Top of DOCUMENT TEXT

Cpl Michael B. Presley U.S. Marine Corps

Cpl Michael B. Presley, 21, of Batesville, Mississippi, died
December 14, 2005 at the Landstuhl Regional Medical Center
in Germany of wounds sustained from a suicide, vehicle-borne
improvised explosive device while conducting combat
operations against enemy forces in Fallujah, Iraq, on Dec 12.

Presley was assigned to 2nd Combat Engineer Battalion,
2nd Marine Expeditionary Force, Camp Lejeune, N. C.
Brandon joined the Marine Corps in 2003. He graduated from
Parris Island in Dec of 2003 and continued his training in Fort
Leonard Wood, Missouri. Then he served one year with the 1st
Marine Aircraft Wing at Okinawa, Japan.

After Japan, Brandon reported to the 2nd Combat Engineer
Battalion for duty as a Motor Transport Operation in March of
2005 at Camp Lejeune. Cpl Presley deployed to the theater of
operation in Sept of 2005 and supported numerous combat
operations in support of the 2nd Marine Division, 8th Marine
Regiment in Fallujian, Iraq.

Bottom of DOCUMENT TEXT

• [LIST OF TASKS]:
(a) Copy the text about Cpl Michael B. Presley from "Brandon joined the" to "at Okinawa, Japan.".
(b) Say whether each statement agrees with the text about Cpl Michael B. Presley, answering yes or no and quoting the deciding words of the text: (i) He died at a medical center in Germany. (ii) He was 25 years old when he died. (iii) He was assigned to the 1st Combat Engineer Battalion.

Top of EXERCISE DATA

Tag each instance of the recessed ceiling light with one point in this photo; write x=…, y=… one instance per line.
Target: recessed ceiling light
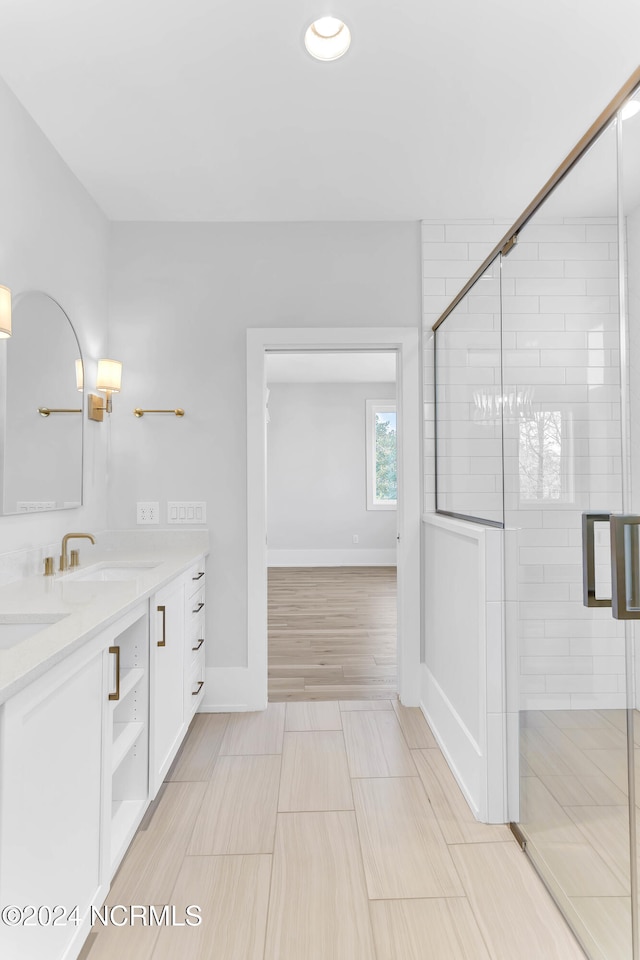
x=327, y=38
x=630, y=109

Bottom of EXERCISE DATA
Top of EXERCISE DATA

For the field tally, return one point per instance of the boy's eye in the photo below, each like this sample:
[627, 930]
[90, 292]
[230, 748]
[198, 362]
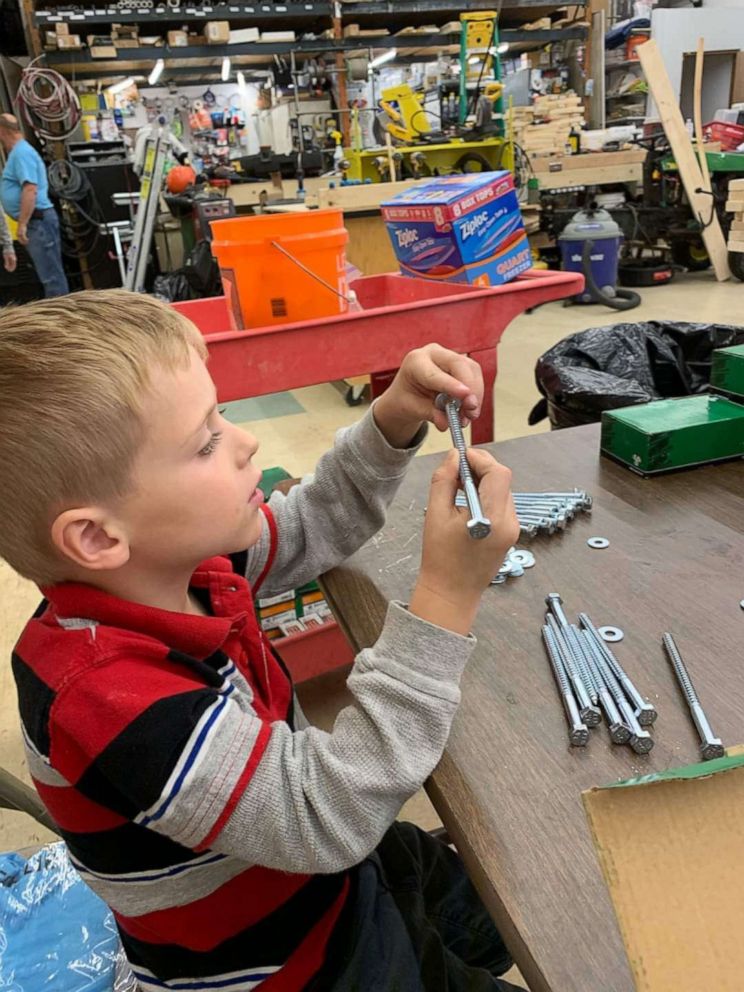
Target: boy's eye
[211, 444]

Bottom of EXERCISE DATA

• [SOLUTIONS TO THE PROBLEMS]:
(a)
Brandon joined the Marine Corps in 2003. He graduated from
Parris Island in Dec of 2003 and continued his training in Fort
Leonard Wood, Missouri. Then he served one year with the 1st
Marine Aircraft Wing at Okinawa, Japan.

(b)
(i) Yes: "died December 14, 2005 at the Landstuhl Regional Medical Center in Germany"
(ii) No: "Cpl Michael B. Presley, 21, of Batesville, Mississippi"
(iii) No: "Presley was assigned to 2nd Combat Engineer Battalion"